-- BEGIN --

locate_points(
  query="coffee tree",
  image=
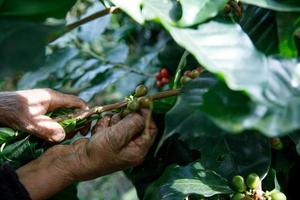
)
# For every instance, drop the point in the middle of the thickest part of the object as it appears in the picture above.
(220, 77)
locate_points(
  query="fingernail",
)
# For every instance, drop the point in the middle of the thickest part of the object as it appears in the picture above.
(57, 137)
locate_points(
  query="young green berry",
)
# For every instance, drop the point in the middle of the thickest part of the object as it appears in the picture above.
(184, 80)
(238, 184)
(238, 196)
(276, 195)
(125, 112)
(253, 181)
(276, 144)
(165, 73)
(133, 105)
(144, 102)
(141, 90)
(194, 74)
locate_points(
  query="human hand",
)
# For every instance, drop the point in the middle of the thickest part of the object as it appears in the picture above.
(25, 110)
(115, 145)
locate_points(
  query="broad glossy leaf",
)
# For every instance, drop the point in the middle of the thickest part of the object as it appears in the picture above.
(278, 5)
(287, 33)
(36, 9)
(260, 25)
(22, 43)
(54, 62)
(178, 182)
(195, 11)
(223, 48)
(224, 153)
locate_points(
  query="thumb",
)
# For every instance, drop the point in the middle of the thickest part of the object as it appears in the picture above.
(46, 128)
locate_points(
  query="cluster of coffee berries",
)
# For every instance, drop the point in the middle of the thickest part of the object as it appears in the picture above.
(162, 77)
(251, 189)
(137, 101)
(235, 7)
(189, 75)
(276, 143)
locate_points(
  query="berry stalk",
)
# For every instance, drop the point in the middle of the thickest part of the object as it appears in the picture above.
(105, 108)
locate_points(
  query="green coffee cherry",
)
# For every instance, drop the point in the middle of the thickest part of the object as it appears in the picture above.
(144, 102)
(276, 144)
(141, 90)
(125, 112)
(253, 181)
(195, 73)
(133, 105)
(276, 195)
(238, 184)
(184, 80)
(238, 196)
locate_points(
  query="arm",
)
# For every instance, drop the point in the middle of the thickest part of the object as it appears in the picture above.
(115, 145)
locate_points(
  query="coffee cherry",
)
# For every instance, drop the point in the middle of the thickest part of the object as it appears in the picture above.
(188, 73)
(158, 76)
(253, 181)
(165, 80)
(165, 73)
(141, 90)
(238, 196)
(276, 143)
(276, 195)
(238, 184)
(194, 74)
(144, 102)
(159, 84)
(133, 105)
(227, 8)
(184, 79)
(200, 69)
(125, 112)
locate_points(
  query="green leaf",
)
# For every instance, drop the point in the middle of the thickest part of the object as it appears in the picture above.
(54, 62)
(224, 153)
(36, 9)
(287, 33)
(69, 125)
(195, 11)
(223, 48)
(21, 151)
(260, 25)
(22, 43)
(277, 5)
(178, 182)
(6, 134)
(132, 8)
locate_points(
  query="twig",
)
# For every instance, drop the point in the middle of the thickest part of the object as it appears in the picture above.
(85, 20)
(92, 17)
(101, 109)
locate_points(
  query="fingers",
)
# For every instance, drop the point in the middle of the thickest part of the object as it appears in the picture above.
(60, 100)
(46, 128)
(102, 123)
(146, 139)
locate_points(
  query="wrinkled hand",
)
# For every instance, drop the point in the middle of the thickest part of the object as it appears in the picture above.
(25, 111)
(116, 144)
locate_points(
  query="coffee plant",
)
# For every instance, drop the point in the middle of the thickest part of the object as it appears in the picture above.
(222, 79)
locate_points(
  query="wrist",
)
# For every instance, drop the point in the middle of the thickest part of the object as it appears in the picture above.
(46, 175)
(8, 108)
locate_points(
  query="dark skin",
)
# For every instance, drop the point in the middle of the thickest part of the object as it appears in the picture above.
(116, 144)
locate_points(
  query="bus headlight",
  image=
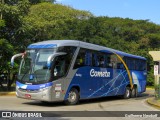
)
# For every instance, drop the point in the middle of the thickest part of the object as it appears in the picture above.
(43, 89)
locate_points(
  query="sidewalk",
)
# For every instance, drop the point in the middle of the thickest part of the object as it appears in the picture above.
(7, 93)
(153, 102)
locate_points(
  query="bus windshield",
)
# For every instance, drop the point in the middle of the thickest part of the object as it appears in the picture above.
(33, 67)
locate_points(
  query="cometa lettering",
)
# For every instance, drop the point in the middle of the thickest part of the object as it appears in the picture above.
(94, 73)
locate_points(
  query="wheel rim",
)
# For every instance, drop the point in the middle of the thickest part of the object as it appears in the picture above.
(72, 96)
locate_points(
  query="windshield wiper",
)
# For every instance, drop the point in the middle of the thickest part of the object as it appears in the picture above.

-- END --

> _STATED TASK_:
Gather every line of the items above that contains the string "cherry" and copy each one out. Case counts.

> _SOLUTION BELOW_:
  query="green coffee cherry",
  query="coffee cherry",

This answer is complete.